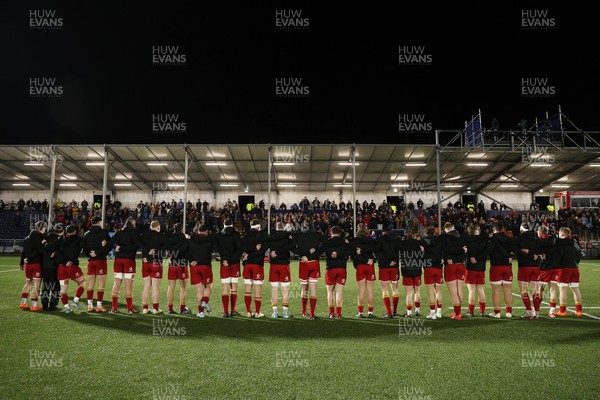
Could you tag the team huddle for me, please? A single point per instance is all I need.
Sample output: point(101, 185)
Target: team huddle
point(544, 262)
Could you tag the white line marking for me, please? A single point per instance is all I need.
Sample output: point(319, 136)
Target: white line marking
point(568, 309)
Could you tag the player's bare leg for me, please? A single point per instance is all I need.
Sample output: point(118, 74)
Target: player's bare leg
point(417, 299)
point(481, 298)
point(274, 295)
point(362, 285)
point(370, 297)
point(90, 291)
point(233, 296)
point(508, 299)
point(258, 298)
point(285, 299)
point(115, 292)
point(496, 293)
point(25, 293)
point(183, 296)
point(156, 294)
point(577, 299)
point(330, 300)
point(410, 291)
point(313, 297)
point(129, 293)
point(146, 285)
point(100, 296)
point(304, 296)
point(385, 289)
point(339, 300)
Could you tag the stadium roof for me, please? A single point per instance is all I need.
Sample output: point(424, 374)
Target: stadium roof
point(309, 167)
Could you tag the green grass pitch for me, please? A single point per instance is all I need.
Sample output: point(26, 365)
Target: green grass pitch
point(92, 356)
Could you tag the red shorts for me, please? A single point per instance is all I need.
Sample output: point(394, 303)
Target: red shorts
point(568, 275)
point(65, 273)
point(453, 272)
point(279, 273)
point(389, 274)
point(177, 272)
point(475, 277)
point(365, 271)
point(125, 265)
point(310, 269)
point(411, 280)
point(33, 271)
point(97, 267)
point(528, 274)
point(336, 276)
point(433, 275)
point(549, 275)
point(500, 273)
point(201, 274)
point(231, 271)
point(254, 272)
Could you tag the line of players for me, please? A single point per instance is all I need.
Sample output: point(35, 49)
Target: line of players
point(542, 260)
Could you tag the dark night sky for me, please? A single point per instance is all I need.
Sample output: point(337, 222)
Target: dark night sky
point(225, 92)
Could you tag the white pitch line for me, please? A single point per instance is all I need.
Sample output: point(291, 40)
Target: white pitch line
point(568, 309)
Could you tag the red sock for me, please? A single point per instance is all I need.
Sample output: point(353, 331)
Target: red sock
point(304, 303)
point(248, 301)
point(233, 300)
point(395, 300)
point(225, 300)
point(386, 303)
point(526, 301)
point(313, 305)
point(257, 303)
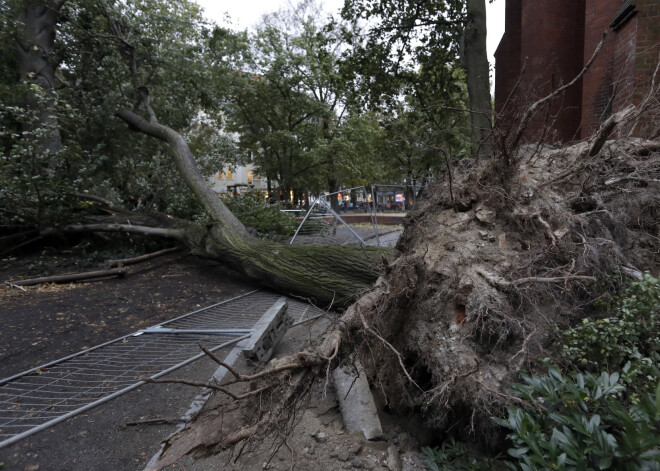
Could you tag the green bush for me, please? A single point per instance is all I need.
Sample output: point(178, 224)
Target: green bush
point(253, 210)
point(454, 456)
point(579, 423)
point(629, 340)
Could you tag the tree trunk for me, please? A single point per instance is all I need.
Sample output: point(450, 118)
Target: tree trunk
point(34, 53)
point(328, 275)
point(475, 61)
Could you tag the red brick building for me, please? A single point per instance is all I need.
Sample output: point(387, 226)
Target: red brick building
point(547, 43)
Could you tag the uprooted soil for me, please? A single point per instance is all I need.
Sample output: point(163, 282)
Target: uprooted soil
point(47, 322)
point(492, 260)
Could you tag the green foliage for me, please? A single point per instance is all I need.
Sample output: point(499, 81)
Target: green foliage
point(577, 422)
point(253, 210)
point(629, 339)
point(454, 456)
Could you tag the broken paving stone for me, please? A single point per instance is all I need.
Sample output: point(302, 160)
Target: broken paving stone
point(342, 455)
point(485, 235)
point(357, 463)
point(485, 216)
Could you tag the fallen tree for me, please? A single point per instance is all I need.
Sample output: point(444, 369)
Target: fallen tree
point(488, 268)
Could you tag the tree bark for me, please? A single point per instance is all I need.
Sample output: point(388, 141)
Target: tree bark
= = =
Task goal: Reproduce all of the data above verbatim, line for line, omitting the pictures from your output.

Correct output:
Could you tag the team huddle for me, please? A single point per instance is all I need.
Sample output: point(101, 185)
Target: team huddle
point(544, 262)
Could you tag the white line marking for me, please? A single point per instance is all I need.
Sample output: point(319, 136)
Target: white line marking
point(568, 309)
Could you tag the player's bare leg for me, please? A single point per instance is all I need.
Sample output: point(118, 74)
Target: player's bare leg
point(417, 299)
point(481, 298)
point(274, 295)
point(362, 285)
point(370, 297)
point(90, 291)
point(233, 296)
point(508, 299)
point(258, 298)
point(285, 299)
point(115, 292)
point(496, 293)
point(25, 293)
point(183, 296)
point(156, 294)
point(577, 299)
point(330, 300)
point(410, 291)
point(313, 297)
point(129, 293)
point(146, 285)
point(100, 296)
point(304, 296)
point(385, 289)
point(339, 300)
Could you tag the stadium roof for me, please? A single point per instance is all I need.
Sample output: point(424, 374)
Target: stadium roof
point(309, 167)
Could you tag the green grass pitch for me, please? A single point per instance is all I need.
Sample output: point(26, 365)
Target: green grass pitch
point(92, 356)
Could you tag the red shorts for me, please? A single point per instance is all I need.
Sample output: point(394, 303)
Target: red shorts
point(568, 275)
point(65, 273)
point(453, 272)
point(279, 273)
point(389, 274)
point(177, 272)
point(475, 277)
point(365, 271)
point(125, 265)
point(310, 269)
point(411, 280)
point(33, 271)
point(97, 267)
point(528, 274)
point(336, 276)
point(433, 275)
point(549, 275)
point(500, 273)
point(201, 274)
point(231, 271)
point(254, 272)
Could you tag the line of players for me, please? A single point per instance is all I need.
Sample output: point(35, 49)
Target: line of players
point(542, 260)
Could you tag the dark night sky for me, please? A single point per instance is all I need.
Sample output: point(337, 222)
Target: dark night sky
point(225, 92)
Could you tag the white pitch line for me, please? A single point per instance is all I need.
Sample output: point(291, 40)
Target: white pitch line
point(568, 309)
Could you tag the red sock for me, please? A single point per instance is all I need.
Sample output: point(353, 331)
Target: red sock
point(304, 303)
point(248, 301)
point(233, 300)
point(395, 300)
point(225, 300)
point(386, 303)
point(526, 301)
point(313, 305)
point(257, 303)
Could you tag the green bush for me, please? A single point per instance is all I need.
Sample output: point(178, 224)
Target: green bush
point(253, 210)
point(454, 456)
point(579, 423)
point(629, 340)
Could you tag the tree trunk for me, please? A single point per instance is all I need.
Sample output: point(450, 118)
Target: tree trunk
point(34, 53)
point(328, 275)
point(475, 61)
Could you tag the red brick building for me, please? A single point per instance is all I need.
Sample output: point(387, 226)
Target: red brick building
point(547, 43)
Could you tag the uprooted soil for me, please? A single point per instance is all I need.
Sample output: point(163, 282)
Target: uprooted soil
point(47, 322)
point(492, 260)
Could you tag the green foliage for me, please? A single point per instance is all I need.
Sample output: point(499, 81)
Target: green foliage
point(577, 422)
point(253, 210)
point(629, 339)
point(454, 456)
Could you tag the broken paving stone for me, please? A single point per instance is all I need.
Sample output: point(302, 160)
Target: broken paving stone
point(342, 455)
point(485, 235)
point(357, 463)
point(485, 216)
Could you tag the fallen tree for me, please? A single point per instance is all I need.
Sample output: point(444, 369)
Target: fallen tree
point(488, 268)
Could you tag the tree bark for me, please? A single point per instance is all I need.
Sample output: point(388, 141)
Target: tree bark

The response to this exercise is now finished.